Directions for this task: Rescale the records from the line containing "the banana stem" up to and including the line containing "<point>433,330</point>", reproducing only those lines, requests included. Multiply each point coordinate in the answers by 2.1 and round it to a whole number, with halves rounded up.

Data to use:
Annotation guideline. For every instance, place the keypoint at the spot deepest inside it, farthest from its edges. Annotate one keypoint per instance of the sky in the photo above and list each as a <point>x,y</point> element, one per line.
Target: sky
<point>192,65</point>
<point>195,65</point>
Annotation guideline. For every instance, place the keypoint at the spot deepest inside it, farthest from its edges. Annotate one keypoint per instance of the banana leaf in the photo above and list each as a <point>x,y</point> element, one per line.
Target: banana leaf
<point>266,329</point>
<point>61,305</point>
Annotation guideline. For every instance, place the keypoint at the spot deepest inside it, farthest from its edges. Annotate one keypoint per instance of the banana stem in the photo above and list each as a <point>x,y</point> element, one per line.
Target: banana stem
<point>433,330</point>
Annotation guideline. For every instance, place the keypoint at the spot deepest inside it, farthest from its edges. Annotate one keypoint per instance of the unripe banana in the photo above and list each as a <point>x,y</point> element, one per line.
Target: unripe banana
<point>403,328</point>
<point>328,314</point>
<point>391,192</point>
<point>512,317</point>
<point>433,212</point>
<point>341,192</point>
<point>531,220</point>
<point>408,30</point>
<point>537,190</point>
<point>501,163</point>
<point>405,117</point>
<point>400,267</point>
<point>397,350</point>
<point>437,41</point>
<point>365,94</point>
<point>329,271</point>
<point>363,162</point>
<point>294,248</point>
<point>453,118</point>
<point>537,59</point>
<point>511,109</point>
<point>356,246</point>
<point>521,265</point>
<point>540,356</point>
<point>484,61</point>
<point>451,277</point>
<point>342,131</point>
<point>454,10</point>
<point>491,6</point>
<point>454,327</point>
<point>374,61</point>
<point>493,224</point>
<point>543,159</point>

Solution for this exercise:
Annotation guideline. For every instance, place the keypoint at the spot deepest inside it, farthest from its edges. Annotate one keypoint per instance of the banana stem in the photo above and list each as a <point>x,y</point> element, one per line.
Target: banana stem
<point>909,693</point>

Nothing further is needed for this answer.